__PROMPT 1__: According to the excerpt on Australian tax residency, what is the primary test for deciding an individual's residency status?
__PROMPT 2__: Carry on the excerpt on Australian tax residency, picking up after its last sentence.

----- EXCERPTED TEXT -----

The first two tests are examined in detail in Taxation Ruling IT 2650.
The primary test for deciding the residency status of an individual is whether the individual resides in Australia according to the ordinary meaning of the word resides. However, where an individual does not reside in Australia according to ordinary concepts, they may still be considered to be an Australian resident for tax purposes if they satisfy the conditions of one of the three other tests.
The resides test
The ordinary meaning of the word reside, according to the dictionary definition, is to dwell permanently, or for a considerable time, to have ones settled or usual abode, to live in or at a particular place.
As you are residing outside of Australia, you are not considered to be residing in Australia.
The domicile test
If a person is considered to have their domicile in Australia they will be considered an Australian resident unless the Commissioner is satisfied they have a permanent place of abode outside of Australia.

----- INPUT DATA -----

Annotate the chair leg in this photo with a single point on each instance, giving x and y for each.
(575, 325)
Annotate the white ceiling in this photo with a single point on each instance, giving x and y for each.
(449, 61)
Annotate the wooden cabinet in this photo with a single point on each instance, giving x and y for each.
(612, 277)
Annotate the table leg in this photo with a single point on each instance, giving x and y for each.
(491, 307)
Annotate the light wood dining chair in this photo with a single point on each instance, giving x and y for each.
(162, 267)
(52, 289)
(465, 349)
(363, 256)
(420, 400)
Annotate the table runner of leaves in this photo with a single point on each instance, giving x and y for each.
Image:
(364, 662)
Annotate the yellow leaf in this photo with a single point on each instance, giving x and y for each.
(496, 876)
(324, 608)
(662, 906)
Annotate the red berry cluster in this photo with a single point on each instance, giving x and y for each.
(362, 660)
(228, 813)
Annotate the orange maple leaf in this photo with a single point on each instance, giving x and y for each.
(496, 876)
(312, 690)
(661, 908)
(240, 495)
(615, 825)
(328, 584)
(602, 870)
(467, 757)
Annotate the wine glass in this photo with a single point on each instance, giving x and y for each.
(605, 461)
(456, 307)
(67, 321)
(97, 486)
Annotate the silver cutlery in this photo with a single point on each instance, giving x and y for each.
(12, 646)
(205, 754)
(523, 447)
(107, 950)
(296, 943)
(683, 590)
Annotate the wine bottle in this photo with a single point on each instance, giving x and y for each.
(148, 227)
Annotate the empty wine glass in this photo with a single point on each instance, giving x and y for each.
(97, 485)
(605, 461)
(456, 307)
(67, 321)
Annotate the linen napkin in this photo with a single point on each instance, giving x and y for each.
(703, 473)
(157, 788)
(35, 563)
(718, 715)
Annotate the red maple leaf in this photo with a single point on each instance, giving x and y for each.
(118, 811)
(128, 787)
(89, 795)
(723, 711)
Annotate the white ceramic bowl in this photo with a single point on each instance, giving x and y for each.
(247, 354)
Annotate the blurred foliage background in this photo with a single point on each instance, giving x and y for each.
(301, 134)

-----

__RESPONSE 1__: Whether the individual resides in Australia according to the ordinary meaning of the word "resides."

__RESPONSE 2__:
Domicile
Generally speaking, persons leaving Australia temporarily would be considered to have maintained their Australian domicile unless it is established that they have acquired a different domicile of choice by operation of law.
In order to show that a new domicile of choice in a country outside of Australia has been adopted, the person must be able to prove an intention to make his or her home indefinitely in that country.
In your case you advised that you moved to Country A under a 2 year working visa. Your spouse, child and pet have travelled to Country A and you are living permanently in Country A in a family house you have leased for a period of 2 years. You have leased your main Australian resident to an unrelated party. You intend to remain in Country A for at least the remainder of your working life.
You have returned and will return to Australia for both business and holidays. After weighing the above factors, it is considered that you have a new domicile in Country A.
Permanent place of abode
The expression place of abode refers to a person's residence, where they live with their family and sleep at night. In essence, a person's place of abode is that person's dwelling place or the physical surroundings in which a person lives.
A permanent place of abode does not have to be everlasting or forever. It does not mean an abode in which a person intends to live for the rest of his or her life. An intention to return to Australia in the foreseeable future to live does not prevent the taxpayer in the meantime setting up a permanent place of abode elsewhere.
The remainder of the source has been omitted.